=== PROVIDED RECORDS ===
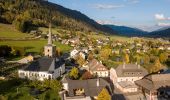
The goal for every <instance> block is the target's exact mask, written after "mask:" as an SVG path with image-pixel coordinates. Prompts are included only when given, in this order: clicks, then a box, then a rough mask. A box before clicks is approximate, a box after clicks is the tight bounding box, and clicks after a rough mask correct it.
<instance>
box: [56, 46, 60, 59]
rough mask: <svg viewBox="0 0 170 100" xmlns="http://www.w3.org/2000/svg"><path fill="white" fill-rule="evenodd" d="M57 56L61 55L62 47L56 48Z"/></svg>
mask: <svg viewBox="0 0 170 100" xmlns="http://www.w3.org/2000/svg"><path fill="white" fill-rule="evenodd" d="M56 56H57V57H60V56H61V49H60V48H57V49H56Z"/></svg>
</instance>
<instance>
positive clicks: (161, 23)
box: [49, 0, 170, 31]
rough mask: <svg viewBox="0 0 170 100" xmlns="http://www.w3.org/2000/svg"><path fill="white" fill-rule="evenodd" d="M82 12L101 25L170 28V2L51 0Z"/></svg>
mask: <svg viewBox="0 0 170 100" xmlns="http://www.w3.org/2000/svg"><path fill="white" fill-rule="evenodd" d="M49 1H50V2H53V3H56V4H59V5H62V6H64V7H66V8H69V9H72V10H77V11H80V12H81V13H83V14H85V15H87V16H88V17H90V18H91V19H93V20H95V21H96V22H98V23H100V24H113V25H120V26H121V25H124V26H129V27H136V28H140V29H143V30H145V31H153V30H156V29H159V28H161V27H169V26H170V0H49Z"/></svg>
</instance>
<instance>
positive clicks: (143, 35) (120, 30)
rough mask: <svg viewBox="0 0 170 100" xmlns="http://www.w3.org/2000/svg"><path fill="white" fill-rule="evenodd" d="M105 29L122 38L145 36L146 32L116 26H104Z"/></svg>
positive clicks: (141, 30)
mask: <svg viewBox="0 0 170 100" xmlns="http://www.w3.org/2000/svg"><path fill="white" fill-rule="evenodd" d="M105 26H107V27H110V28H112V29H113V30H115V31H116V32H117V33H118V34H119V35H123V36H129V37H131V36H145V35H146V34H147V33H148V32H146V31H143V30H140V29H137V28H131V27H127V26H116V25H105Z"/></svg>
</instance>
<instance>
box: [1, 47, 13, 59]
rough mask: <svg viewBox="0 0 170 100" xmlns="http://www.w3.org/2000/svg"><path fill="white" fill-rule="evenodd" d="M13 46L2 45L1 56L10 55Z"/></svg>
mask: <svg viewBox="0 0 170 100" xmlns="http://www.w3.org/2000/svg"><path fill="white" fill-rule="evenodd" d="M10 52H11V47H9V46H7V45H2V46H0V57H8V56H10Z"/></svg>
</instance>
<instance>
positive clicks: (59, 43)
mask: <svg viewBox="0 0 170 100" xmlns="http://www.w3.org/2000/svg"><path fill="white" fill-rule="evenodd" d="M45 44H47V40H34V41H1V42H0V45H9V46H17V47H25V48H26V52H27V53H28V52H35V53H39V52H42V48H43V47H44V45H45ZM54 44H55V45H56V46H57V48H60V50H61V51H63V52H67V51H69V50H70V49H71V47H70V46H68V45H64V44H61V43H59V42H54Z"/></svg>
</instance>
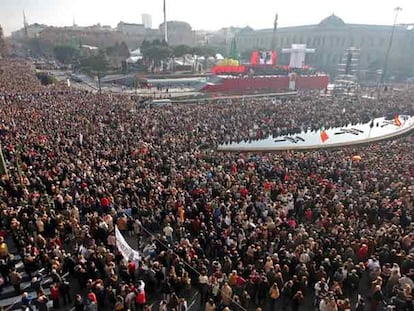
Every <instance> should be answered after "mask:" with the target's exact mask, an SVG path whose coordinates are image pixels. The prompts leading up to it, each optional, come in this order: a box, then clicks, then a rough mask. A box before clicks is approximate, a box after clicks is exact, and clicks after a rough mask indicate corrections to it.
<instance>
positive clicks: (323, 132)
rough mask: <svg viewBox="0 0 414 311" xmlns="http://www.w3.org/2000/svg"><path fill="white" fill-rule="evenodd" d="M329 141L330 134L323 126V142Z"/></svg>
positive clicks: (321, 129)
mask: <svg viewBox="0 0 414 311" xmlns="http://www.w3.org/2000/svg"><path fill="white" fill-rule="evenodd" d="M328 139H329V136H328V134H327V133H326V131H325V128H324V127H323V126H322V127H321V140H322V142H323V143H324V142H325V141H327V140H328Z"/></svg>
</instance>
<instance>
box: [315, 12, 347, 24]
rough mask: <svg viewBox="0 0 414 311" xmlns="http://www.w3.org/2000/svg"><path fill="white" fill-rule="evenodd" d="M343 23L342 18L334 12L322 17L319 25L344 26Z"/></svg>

=== ASSIGNED TASK ===
A verbatim transcription of the listing is expected, with no pictures included.

=== EXERCISE RESPONSE ===
The goal for every <instance> block is the target's exact mask, written after "mask:" as an SVG path with image-pixel coordinates. Prompts are included only when given, in this order: clicks, then a box, then a rough mask. A box before clicks is approximate, a box after clicks is the tight bounding box, and clicks after a rough mask correct it.
<instance>
box: [56, 46, 60, 59]
rough mask: <svg viewBox="0 0 170 100" xmlns="http://www.w3.org/2000/svg"><path fill="white" fill-rule="evenodd" d="M57 56L61 55L62 47L56 48Z"/></svg>
mask: <svg viewBox="0 0 170 100" xmlns="http://www.w3.org/2000/svg"><path fill="white" fill-rule="evenodd" d="M56 56H57V57H60V56H61V49H60V48H57V49H56Z"/></svg>
</instance>
<instance>
positive clicks: (161, 23)
box: [49, 0, 170, 31]
rough mask: <svg viewBox="0 0 170 100" xmlns="http://www.w3.org/2000/svg"><path fill="white" fill-rule="evenodd" d="M82 12L101 25L170 28V2L51 0Z"/></svg>
mask: <svg viewBox="0 0 170 100" xmlns="http://www.w3.org/2000/svg"><path fill="white" fill-rule="evenodd" d="M49 1H50V2H53V3H56V4H59V5H62V6H64V7H66V8H69V9H72V10H77V11H80V12H81V13H83V14H85V15H87V16H88V17H90V18H91V19H93V20H95V21H96V22H98V23H100V24H113V25H120V26H121V25H124V26H129V27H136V28H140V29H143V30H145V31H153V30H156V29H159V28H161V27H169V26H170V0H49Z"/></svg>
</instance>
<instance>
positive clicks: (143, 35) (120, 30)
rough mask: <svg viewBox="0 0 170 100" xmlns="http://www.w3.org/2000/svg"><path fill="white" fill-rule="evenodd" d="M105 29L122 38L145 36L146 32L116 26H104Z"/></svg>
positive clicks: (141, 30)
mask: <svg viewBox="0 0 170 100" xmlns="http://www.w3.org/2000/svg"><path fill="white" fill-rule="evenodd" d="M105 26H107V27H110V28H112V29H113V30H115V31H116V32H117V33H118V34H119V35H123V36H129V37H131V36H145V35H146V34H147V33H148V32H146V31H143V30H140V29H137V28H131V27H127V26H116V25H105Z"/></svg>
</instance>
<instance>
box: [1, 47, 13, 59]
rough mask: <svg viewBox="0 0 170 100" xmlns="http://www.w3.org/2000/svg"><path fill="white" fill-rule="evenodd" d="M13 46L2 45L1 56L10 55Z"/></svg>
mask: <svg viewBox="0 0 170 100" xmlns="http://www.w3.org/2000/svg"><path fill="white" fill-rule="evenodd" d="M10 52H11V47H9V46H7V45H2V46H0V57H8V56H10Z"/></svg>
</instance>
<instance>
positive clicks: (59, 43)
mask: <svg viewBox="0 0 170 100" xmlns="http://www.w3.org/2000/svg"><path fill="white" fill-rule="evenodd" d="M45 44H47V40H34V41H1V42H0V45H9V46H17V47H25V48H26V52H27V53H28V52H35V53H39V52H42V48H43V47H44V45H45ZM54 44H55V45H56V46H57V48H60V50H61V51H63V52H67V51H69V50H70V49H71V47H70V46H68V45H64V44H61V43H59V42H54Z"/></svg>
</instance>
Every <instance> should be answered after "mask:" with the target's exact mask, an SVG path whose coordinates are image pixels. The prompts leading up to it, each optional, come in this order: a box, then clicks, then a rough mask. A box before clicks is approximate, a box after clicks is exact, and clicks after a rough mask indicate corrections to it.
<instance>
positive clicks: (323, 132)
rough mask: <svg viewBox="0 0 414 311" xmlns="http://www.w3.org/2000/svg"><path fill="white" fill-rule="evenodd" d="M329 141L330 134L323 126V142Z"/></svg>
positive clicks: (321, 129)
mask: <svg viewBox="0 0 414 311" xmlns="http://www.w3.org/2000/svg"><path fill="white" fill-rule="evenodd" d="M328 139H329V136H328V134H327V133H326V131H325V128H324V127H323V126H322V127H321V140H322V142H323V143H324V142H325V141H327V140H328Z"/></svg>
</instance>
<instance>
box: [315, 12, 347, 24]
rough mask: <svg viewBox="0 0 414 311" xmlns="http://www.w3.org/2000/svg"><path fill="white" fill-rule="evenodd" d="M343 23L342 18L334 12L322 17L319 25L344 26Z"/></svg>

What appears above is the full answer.